_Directive 1_.
For each statement about the seminar announcement, answer yes or no and quote the words that decide it: (a) In-person seminars in Quebec City take place at Laval. (b) Recorded talks are posted on the CRM Youtube channel. (c) Chris Bishop's talk will include many proofs.
_Directive 2_.
In the seminar announcement, what is the title of Chris Bishop's talk?
_Directive 3_.
Print the part of the seminar announcement starting at "Montreal Analysis seminar" and ending at "seminar zoom links.".

_Extract to read_.

* BEGIN *

Seminars are usually held on Mondays or Fridays. In person seminars in Montreal are held at Concordia, McGill or Universite de Montreal; in person seminars in Quebec City are held at Laval.
To attend a zoom session, and for suggestions, questions etc. please contact Galia Dafni (galia.dafni@concordia.ca), Alexandre Girouard (alexandre.girouard@mat.ulaval.ca), Dmitry Jakobson (dmitry.jakobson@mcgill.ca), Damir Kinzebulatov (damir.kinzebulatov@mat.ulaval.ca) or Maxime Fortier Bourque (maxime.fortier.bourque@umontreal.ca)

Montreal Analysis seminar is currently held online on zoom, organized jointly with Laval University in Quebec City. Please contact one of the organizers for the seminar zoom links.

The talks are recorded and posted on the CRM Youtube channel, on Mathematical Analysis Lab playlist


Friday, February 11, 14:30-15:30 Eastern time, zoom seminar
Chris Bishop (Stony Brook)
Dessins and Dynamics
Abstract: After defining harmonic measure on a planar domain, I will discuss "true trees", i.e., trees drawn in the plane so that every edge has equal harmonic measure and so that these measures are symmetric on each edge. True trees on the 2-sphere are a special case in Grothendieck's theory of dessins d'enfant, where a graph on a topological surface induces a conformal structure on that surface. I will recall the connection between dessins, equilateral triangulations and branched coverings (Belyi's theorem). I will also describe some recent applications of these ideas to holomorphic dynamics: approximating sets by polynomial Julia sets, finding meromorphic functions with prescribed postcritical orbits, constructing finite type dynamical systems on hyperbolic Riemann surfaces, building wandering domains for entire functions, and estimating the fractal dimensions of transcendental Julia sets. There will be many pictures and few proofs.

* END *

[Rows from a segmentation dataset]

* BEGIN *

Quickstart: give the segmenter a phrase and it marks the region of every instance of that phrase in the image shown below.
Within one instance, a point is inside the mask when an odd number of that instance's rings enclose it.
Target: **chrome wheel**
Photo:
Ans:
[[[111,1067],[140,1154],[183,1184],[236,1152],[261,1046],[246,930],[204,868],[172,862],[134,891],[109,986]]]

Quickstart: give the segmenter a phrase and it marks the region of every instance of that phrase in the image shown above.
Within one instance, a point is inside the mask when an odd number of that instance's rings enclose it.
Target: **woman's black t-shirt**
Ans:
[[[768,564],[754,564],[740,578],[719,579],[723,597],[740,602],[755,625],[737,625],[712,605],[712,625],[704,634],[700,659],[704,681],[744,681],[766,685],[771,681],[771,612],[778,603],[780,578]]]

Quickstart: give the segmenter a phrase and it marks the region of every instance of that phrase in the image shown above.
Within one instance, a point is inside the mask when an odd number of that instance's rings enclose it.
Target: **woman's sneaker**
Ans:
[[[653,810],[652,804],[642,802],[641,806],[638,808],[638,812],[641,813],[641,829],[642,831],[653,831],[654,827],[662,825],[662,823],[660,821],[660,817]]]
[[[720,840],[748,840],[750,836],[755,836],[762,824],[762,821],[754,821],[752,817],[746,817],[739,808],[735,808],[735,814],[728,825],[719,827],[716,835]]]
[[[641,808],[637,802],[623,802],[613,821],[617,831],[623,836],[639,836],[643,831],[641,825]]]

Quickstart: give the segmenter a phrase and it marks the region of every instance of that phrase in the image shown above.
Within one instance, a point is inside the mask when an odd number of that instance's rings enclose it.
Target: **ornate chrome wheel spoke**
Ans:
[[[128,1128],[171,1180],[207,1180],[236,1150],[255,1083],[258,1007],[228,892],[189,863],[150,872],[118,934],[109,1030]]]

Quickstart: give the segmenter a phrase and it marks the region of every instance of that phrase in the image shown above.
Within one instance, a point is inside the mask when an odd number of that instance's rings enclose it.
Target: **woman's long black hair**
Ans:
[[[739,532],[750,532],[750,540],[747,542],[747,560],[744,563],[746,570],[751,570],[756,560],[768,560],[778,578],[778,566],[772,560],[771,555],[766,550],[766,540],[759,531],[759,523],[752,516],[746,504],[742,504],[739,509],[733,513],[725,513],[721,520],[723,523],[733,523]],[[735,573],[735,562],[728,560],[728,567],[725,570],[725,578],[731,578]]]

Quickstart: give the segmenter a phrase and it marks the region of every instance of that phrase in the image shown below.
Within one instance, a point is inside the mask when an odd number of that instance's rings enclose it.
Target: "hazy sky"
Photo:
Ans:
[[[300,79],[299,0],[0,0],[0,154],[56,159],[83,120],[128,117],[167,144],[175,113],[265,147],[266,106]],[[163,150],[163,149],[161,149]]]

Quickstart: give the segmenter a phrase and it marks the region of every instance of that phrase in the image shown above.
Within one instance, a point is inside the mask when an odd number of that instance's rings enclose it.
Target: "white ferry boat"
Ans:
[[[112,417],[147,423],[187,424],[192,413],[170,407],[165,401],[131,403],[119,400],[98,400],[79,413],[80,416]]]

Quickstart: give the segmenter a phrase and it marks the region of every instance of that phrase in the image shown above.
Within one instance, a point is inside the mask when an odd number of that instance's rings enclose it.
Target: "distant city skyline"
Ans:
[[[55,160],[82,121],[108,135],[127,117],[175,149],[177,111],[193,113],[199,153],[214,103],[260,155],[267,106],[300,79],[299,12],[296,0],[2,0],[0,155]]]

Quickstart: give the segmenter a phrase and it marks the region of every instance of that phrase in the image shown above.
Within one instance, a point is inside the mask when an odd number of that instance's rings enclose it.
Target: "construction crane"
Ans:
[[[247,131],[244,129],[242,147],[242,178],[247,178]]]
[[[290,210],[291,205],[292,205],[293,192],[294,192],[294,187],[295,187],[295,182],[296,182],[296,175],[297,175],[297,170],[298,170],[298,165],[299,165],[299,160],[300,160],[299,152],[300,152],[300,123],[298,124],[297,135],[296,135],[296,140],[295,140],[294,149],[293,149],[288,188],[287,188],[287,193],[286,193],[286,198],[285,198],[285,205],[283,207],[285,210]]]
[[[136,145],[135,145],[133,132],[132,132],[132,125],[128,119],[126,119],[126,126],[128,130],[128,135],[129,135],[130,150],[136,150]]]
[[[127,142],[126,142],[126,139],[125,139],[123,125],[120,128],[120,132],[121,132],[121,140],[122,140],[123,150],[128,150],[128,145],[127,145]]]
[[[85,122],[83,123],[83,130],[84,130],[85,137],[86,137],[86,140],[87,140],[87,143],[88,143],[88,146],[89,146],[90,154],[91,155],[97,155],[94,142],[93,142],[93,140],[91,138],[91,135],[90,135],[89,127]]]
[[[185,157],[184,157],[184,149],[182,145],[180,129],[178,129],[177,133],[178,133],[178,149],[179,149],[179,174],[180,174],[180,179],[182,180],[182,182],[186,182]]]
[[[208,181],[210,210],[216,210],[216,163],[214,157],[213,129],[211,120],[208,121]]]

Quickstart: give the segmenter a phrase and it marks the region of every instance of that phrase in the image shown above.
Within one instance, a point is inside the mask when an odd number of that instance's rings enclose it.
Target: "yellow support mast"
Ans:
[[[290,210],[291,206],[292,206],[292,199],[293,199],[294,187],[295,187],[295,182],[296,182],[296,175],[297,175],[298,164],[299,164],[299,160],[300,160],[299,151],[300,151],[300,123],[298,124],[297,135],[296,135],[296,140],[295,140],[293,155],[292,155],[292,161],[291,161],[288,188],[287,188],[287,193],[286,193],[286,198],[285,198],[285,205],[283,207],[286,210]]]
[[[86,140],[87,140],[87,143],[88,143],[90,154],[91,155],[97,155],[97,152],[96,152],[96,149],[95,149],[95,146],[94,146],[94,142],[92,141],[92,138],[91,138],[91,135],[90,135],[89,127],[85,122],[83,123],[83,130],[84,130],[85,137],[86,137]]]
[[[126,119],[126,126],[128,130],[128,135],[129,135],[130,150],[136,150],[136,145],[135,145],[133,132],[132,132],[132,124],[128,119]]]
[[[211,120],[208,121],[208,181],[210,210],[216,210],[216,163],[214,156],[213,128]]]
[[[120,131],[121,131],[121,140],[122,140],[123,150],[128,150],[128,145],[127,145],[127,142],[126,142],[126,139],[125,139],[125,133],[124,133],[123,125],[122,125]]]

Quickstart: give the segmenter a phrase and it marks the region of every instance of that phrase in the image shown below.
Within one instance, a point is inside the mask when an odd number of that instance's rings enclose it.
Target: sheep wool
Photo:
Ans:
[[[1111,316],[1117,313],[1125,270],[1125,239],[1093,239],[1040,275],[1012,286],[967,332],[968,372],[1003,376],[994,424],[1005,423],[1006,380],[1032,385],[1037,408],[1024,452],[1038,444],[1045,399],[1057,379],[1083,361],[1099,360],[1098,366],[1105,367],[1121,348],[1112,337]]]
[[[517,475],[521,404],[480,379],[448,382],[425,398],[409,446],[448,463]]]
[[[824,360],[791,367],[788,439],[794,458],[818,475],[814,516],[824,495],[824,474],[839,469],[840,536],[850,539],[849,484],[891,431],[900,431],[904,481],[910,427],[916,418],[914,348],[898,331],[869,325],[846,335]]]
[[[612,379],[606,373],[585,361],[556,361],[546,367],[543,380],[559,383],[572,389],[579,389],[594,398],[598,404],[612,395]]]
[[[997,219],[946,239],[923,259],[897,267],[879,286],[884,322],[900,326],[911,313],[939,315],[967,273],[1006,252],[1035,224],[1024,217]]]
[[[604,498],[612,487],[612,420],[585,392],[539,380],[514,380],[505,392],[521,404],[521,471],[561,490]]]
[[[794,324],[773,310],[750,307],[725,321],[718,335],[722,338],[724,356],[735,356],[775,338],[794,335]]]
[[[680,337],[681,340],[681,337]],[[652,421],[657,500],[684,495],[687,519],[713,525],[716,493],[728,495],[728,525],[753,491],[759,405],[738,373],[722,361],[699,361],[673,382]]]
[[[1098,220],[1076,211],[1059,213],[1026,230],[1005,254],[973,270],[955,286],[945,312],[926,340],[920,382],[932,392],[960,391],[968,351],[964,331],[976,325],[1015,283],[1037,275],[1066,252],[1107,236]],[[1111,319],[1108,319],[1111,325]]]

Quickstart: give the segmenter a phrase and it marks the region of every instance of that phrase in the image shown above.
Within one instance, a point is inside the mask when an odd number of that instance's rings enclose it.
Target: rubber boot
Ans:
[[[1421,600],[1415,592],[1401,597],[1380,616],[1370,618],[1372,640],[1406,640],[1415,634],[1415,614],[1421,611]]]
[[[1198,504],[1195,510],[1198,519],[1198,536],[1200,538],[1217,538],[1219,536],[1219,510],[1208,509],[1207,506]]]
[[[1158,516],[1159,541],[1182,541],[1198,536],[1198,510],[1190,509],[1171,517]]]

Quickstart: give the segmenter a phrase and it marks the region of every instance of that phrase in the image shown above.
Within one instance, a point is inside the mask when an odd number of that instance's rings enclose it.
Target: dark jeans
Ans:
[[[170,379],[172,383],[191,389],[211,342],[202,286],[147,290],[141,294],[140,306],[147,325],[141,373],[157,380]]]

* END *

_Answer 1_.
(a) Yes: "in person seminars in Quebec City are held at Laval"
(b) Yes: "The talks are recorded and posted on the CRM Youtube channel"
(c) No: "There will be many pictures and few proofs."

_Answer 2_.
Dessins and Dynamics

_Answer 3_.
Montreal Analysis seminar is currently held online on zoom, organized jointly with Laval University in Quebec City. Please contact one of the organizers for the seminar zoom links.